§ WHAT YOU WILL DO: Please transcribe the line with "Target: wooden chair" and the lines after it through the end of the listing below, keeping both ends and nothing more.

§ RECORDS TO USE:
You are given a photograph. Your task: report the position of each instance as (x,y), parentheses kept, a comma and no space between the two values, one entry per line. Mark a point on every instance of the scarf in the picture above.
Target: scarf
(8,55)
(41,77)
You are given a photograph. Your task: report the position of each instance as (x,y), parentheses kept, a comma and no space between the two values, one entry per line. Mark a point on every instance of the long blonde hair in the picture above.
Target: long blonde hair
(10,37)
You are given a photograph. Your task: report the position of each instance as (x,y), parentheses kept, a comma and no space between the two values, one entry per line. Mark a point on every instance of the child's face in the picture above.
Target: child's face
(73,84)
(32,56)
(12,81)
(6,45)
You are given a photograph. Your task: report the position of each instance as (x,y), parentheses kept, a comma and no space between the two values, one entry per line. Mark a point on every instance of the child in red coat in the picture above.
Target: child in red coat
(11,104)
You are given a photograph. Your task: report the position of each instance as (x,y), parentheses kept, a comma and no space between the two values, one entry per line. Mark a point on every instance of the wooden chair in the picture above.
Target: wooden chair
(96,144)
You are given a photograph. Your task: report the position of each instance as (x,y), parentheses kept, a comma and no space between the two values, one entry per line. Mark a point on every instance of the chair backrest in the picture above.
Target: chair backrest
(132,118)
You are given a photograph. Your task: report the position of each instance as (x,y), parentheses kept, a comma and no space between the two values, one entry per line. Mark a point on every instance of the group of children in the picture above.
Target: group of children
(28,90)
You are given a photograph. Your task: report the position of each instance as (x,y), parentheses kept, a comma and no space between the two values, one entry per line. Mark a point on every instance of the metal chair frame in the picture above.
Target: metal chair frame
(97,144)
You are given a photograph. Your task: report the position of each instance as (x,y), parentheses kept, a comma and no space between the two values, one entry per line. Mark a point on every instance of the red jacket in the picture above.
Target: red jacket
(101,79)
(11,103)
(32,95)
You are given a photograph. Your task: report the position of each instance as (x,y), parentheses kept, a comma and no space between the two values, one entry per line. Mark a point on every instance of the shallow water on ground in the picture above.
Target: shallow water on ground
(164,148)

§ REPLY TO THE TASK:
Target: wooden chair
(96,144)
You are given a photograph. Your task: report the position of each instance as (x,y), parentheses kept, a comma and no space between the two values, one entry per line. Mark a point on every instance of the chair backrest in the picture above.
Target: chair backrest
(132,118)
You are given a photograph. Your task: report the position of each instance as (x,y), parentheses kept, a comma and no space between the two values, one entry per line. Mark a point on every instance of the group of children in the picture above.
Target: group of children
(28,90)
You are given a photograph. Your task: report the position of each instance as (x,y), parentheses kept, a comma and no space between the two values, one entry per line. Mark a point on every instance of the metal chair frame in the picture above.
Target: metal chair frame
(97,144)
You are given a photograph. Your task: report the position of each instance as (x,y), parentheses kept, a comma and no space between the two values, one entry per line. Mark a point on every instance of the red jacket in the picture above.
Target: red jacket
(101,79)
(11,103)
(32,95)
You are given a photograph. Your task: report the position of each instance as (x,y), parentheses kept, a comma and no space between the two values, one entry per line. Mark a point on every instance of the shallow water on ground in the picture above.
Target: shallow water on ground
(164,148)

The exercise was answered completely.